*** Begin section ***
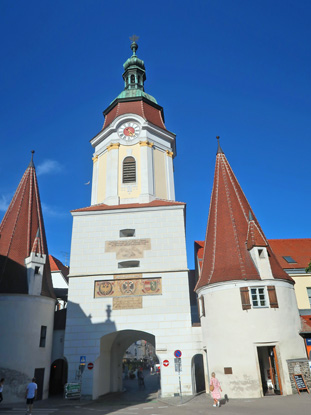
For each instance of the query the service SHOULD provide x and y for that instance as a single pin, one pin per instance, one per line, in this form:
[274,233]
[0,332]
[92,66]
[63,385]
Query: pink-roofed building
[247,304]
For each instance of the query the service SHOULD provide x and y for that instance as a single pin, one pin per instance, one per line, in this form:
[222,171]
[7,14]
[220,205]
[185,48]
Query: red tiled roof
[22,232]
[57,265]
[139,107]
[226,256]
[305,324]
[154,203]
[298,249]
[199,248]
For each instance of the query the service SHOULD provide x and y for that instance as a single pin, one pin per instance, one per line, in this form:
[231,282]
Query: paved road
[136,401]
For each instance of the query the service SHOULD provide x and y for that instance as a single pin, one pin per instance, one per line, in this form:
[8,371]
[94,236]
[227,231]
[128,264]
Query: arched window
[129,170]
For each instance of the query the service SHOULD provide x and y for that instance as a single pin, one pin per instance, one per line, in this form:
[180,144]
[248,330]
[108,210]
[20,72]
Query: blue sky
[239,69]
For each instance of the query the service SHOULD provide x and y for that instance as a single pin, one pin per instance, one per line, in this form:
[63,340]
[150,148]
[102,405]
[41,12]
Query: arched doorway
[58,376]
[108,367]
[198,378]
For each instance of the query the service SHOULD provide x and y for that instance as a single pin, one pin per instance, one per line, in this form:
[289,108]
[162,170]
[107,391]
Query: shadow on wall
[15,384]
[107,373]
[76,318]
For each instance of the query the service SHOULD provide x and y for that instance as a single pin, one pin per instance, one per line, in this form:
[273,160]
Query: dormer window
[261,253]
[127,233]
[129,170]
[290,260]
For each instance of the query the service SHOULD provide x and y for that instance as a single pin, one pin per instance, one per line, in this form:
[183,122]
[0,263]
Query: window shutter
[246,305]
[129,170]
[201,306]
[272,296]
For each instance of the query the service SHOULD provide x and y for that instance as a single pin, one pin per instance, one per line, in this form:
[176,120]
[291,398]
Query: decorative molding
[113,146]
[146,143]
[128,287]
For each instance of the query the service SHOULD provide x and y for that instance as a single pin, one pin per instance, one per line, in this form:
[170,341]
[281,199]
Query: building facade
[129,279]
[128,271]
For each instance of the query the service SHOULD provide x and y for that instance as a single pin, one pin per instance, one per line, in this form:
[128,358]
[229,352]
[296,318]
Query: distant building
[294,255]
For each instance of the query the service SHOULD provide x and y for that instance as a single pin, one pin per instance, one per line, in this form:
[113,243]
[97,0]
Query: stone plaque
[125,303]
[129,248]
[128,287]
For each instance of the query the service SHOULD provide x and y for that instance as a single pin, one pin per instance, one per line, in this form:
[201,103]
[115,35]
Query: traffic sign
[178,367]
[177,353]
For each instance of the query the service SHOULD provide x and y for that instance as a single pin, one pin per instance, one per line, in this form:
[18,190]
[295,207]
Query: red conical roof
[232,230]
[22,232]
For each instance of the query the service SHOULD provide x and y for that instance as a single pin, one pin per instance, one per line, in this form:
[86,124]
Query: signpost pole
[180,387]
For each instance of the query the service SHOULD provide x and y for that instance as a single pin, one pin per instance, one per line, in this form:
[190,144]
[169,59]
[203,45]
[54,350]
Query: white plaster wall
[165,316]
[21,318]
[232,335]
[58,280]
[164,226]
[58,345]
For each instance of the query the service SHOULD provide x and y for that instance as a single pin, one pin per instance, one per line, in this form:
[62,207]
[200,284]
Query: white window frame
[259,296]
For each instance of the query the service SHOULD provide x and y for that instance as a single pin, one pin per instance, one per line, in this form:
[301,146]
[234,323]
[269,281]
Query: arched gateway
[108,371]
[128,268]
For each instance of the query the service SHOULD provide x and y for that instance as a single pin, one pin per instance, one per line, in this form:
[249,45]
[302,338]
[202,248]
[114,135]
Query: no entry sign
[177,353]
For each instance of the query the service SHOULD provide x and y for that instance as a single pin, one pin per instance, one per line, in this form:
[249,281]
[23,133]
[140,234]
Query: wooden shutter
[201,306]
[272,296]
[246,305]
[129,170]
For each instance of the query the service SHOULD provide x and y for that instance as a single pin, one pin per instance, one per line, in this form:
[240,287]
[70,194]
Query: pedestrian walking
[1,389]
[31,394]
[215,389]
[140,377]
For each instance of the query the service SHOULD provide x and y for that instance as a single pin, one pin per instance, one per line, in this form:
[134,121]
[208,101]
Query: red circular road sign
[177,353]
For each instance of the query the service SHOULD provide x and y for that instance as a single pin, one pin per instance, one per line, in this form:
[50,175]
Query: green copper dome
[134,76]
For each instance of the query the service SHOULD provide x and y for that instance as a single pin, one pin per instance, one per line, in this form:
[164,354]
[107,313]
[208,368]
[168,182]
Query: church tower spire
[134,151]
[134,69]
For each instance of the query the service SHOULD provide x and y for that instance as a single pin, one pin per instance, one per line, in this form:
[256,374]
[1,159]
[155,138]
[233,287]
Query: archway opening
*** End section ***
■ Action item ■
The result should be a verbatim copy of the data, free of pictures.

■ Problem solution ■
For each instance of the query the service SHOULD provide x and y for that instance as a single pin, one pin per instance, one per line, in this form:
[274,233]
[0,332]
[92,66]
[63,385]
Query: pink-roofed building
[247,304]
For each instance of the query the service SHOULD provide x and y for that instance as a single pin, one pin per instance, one per line, in this form:
[222,171]
[7,14]
[220,205]
[185,48]
Query: red tiled roof
[22,232]
[57,265]
[139,107]
[226,256]
[305,324]
[154,203]
[298,249]
[199,248]
For each instance of the query the service SHOULD provide x and y for that instance as a single pin, one pin per instance, one per line, in this form:
[231,282]
Query: paved road
[136,401]
For each instance of the query the service SHOULD provide x and y for that instance as a single pin, one pin per instance, one per line, in this form:
[8,371]
[94,236]
[227,231]
[128,264]
Query: arched window
[129,170]
For each instance of the query the service SHOULD provide x and y for that instance as a single pin, one pin per instance, one per line, in this form:
[180,144]
[248,330]
[108,210]
[20,72]
Query: blue sky
[239,69]
For each instance of the query the service SHOULD provide x and y for that instance as a single pin, one pin per instance, one per line, in this form:
[63,340]
[150,148]
[102,405]
[41,12]
Query: arched doorway
[58,376]
[108,367]
[198,378]
For each instance of the query the service SHOULD provide x and y for that instance as a single pin, one pin per instance, one per line, in this form:
[289,108]
[162,170]
[107,391]
Query: shadow on wall
[15,384]
[107,373]
[76,318]
For each instance of the query the service SHOULD provide x and y for that instance as a single pin, one pin per instance, one per line, in this form:
[273,160]
Query: dormer window
[261,253]
[127,233]
[129,170]
[290,260]
For each instance of the query the service SHOULD provide x and y for that instance as a single pin, one pin per instance, one per line, in this form:
[183,122]
[0,263]
Query: window shutter
[246,305]
[129,170]
[201,306]
[272,296]
For each instance of the query the service SHOULD provide x and y for that instance as a single pin, one pin per instance, one per line, in this form:
[176,120]
[291,398]
Query: decorative molding
[113,146]
[146,143]
[128,287]
For each instance of the query the service SHOULD provide x and y for that instance as a single pin, one pin per instance, one per line, in this form:
[170,341]
[281,199]
Query: building facade
[129,279]
[128,271]
For each instance of the query the service SHOULD provide x and y for that instance as a single pin, one pin per instance, one per line, in this form:
[128,358]
[229,352]
[296,318]
Query: distant building
[294,255]
For each instance of the query the service SHOULD provide x and y for that instance as a single pin, one pin per instance, one per line, in this form:
[113,243]
[97,0]
Query: stone plaque
[125,303]
[129,248]
[128,287]
For each instance of the query the service SHOULD provide x and y for that instance as a single pin, one pin per instance, one per line, in this form:
[201,103]
[115,35]
Query: traffic sign
[178,367]
[177,353]
For each instance of the query the service SHOULD provide x and y for that instance as a single pin, one pin per instance, one per line, in this form:
[18,190]
[295,207]
Query: red conical roof
[232,230]
[22,232]
For each instance of the query the service SHOULD provide x and y for that instance as a single pin, one pin per instance, one per line, in this form:
[86,124]
Query: signpost pole
[180,387]
For each instance of the query the service SHOULD provide x and y for that instance as a single pin, one pin per instance, one per line, in this form:
[190,144]
[169,59]
[203,45]
[54,350]
Query: white plaster wall
[165,316]
[21,318]
[232,335]
[58,280]
[164,226]
[58,345]
For each instance of the query the service SHOULD provide x and y for that instance as a single pin, one pin per instance, one per line, in this form:
[62,207]
[200,284]
Query: white window frame
[259,296]
For each instance of the query the service SHOULD provide x and y for that instance as a single pin, one pin per instance, one per line, in this form:
[301,146]
[234,323]
[269,281]
Query: arched gateway
[108,371]
[128,268]
For each instance of the query the service SHOULD provide x and y for that instance as a single pin, one pin per instance, one per line, in this form:
[249,45]
[302,338]
[202,248]
[114,135]
Query: no entry sign
[177,353]
For each instance of the query the service SHOULD provide x and y for that instance as a single pin, one pin per instance, one per line, in this form:
[249,281]
[23,133]
[140,234]
Query: wooden shutter
[201,306]
[272,296]
[246,305]
[129,170]
For each instance of the query the service SHOULD provide x and y for that instance as a single pin, one pin per instance, one per line, in this form:
[240,287]
[70,194]
Query: pedestrian walking
[1,389]
[31,394]
[215,389]
[140,377]
For each instance of the query the service SHOULD provide x and y for that instance as a single pin, one pin per instance, one per line, in this form:
[134,121]
[208,101]
Query: red circular road sign
[177,353]
For each instance of the query the service SHOULD provide x and y for that instance as a single pin, one pin per instance, one per line, in this form:
[50,175]
Query: green copper dome
[134,76]
For each instance of the query the service SHOULD provide x and y for that instance as a single pin, one pin per instance, one per line, in this form:
[164,354]
[107,313]
[208,368]
[168,182]
Query: church tower spire
[134,151]
[134,69]
For each instance of the query the service SHOULD provide x and y for that instance as a single pin, one pin per instance, one per line, in this form:
[256,374]
[1,159]
[155,138]
[233,287]
Query: archway opening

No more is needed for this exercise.